#### [TO DO]
1 – Summarize the passage on Crown Princess Kiko in two sentences.
2 – Name every child of Kiko and Fumihito given in the passage on Crown Princess Kiko.
3 – Extend the passage on Crown Princess Kiko with the next few sentences.
[SUPPLIED TEXT Boundary: Start]
Member of the Japanese imperial family (born 1966)

Kiko, Crown Princess Akishino (皇嗣文仁親王妃紀子, Kōshi Fumihito Shinnō-hi Kiko) (born Kiko Kawashima (川嶋紀子, Kawashima Kiko); 11 September 1966) is a member of the Imperial House of Japan. She is married to Crown Prince Fumihito, the heir presumptive to the Japanese throne.

Kiko earned a doctoral degree in humanities from Ochanomizu University. Her marriage to Prince Fumihito in 1990 reflected a trend in which members of the imperial family married academically accomplished commoners from the middle class, continuing a pattern observed in previous and current generations. The couple has three children: Mako, Kako, and Hisahito.
[SUPPLIED TEXT Boundary: End]
[GIVEN DATA Boundary: Start]
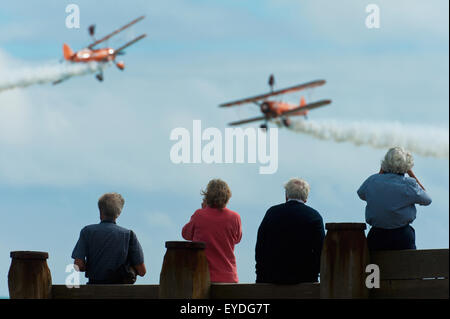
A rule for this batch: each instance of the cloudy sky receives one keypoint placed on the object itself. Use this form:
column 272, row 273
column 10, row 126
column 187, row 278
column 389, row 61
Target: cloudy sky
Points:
column 63, row 146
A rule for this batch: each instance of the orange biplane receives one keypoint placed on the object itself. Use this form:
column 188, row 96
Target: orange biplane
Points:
column 279, row 111
column 103, row 55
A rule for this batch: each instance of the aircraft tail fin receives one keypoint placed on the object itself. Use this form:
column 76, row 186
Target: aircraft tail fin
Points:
column 67, row 51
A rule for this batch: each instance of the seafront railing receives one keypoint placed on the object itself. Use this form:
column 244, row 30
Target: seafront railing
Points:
column 348, row 270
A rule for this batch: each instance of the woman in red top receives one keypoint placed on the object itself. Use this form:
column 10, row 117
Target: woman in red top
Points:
column 220, row 228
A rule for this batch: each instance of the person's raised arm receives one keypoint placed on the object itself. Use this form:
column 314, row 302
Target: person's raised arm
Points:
column 411, row 174
column 136, row 255
column 318, row 238
column 362, row 190
column 79, row 252
column 188, row 229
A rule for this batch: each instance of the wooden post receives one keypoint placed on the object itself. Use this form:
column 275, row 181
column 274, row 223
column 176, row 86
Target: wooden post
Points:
column 29, row 275
column 185, row 271
column 345, row 256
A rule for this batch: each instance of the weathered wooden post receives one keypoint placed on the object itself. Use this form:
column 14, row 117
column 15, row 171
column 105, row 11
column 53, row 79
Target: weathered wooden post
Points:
column 185, row 271
column 29, row 275
column 345, row 256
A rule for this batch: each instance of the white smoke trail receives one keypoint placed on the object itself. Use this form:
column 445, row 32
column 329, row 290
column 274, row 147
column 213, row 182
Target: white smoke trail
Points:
column 47, row 74
column 422, row 140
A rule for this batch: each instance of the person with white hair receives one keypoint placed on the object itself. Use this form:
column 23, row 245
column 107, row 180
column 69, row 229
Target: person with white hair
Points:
column 391, row 197
column 106, row 252
column 290, row 239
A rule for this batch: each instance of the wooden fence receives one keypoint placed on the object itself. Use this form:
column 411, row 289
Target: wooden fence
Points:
column 419, row 274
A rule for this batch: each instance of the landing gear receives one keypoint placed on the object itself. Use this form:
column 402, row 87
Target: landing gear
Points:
column 286, row 122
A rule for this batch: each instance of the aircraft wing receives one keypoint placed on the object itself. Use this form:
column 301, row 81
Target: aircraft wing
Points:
column 255, row 119
column 126, row 45
column 278, row 92
column 115, row 32
column 307, row 107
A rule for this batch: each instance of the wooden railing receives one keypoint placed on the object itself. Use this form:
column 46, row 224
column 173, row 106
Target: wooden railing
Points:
column 403, row 274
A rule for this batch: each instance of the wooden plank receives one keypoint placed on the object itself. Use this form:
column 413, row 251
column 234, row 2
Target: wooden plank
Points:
column 411, row 264
column 411, row 289
column 265, row 291
column 106, row 292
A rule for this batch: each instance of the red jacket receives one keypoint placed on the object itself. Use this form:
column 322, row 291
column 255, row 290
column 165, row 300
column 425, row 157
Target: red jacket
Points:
column 220, row 229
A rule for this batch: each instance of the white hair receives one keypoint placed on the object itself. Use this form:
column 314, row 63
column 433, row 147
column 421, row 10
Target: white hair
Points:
column 297, row 188
column 397, row 160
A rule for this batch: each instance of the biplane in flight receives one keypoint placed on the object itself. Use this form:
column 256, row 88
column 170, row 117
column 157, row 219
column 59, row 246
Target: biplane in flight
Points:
column 101, row 55
column 279, row 111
[GIVEN DATA Boundary: End]
#### [SOLVED TASKS]
1 – Kiko, Crown Princess Akishino, born Kiko Kawashima on 11 September 1966, is a member of the Imperial House of Japan and is married to Crown Prince Fumihito, the heir presumptive to the Japanese throne. She earned a doctorate in humanities from Ochanomizu University, and she and Fumihito, who married in 1990, have three children: Mako, Kako, and Hisahito.

2 – Mako, Kako, Hisahito

3 –
Prior to their investiture as Crown Prince and Crown Princess, the ongoing Japanese imperial succession debate had prompted discussions among some lawmakers about revising the male-only succession rule (agnatic primogeniture) established by the Allies of World War II in the postwar constitution of Japan. The birth of Prince Hisahito in September 2006, however, secured the line of succession for male heirs, placing him immediately after his father. Hisahito's cousin, Princess Aiko, the only child of Emperor Naruhito, remains legally ineligible to inherit the throne, though debate continues over the potential for future empresses regnant.

As active working members of the imperial family, Kiko and Fumihito regularly participate in official duties, including attendance at summits, organizational meetings, and international events. They frequently represent the Imperial Household at ceremonies involving heads of state and other dignitaries abroad. Kiko's patronages focus primarily on medical, scientific, and children's welfare initiatives.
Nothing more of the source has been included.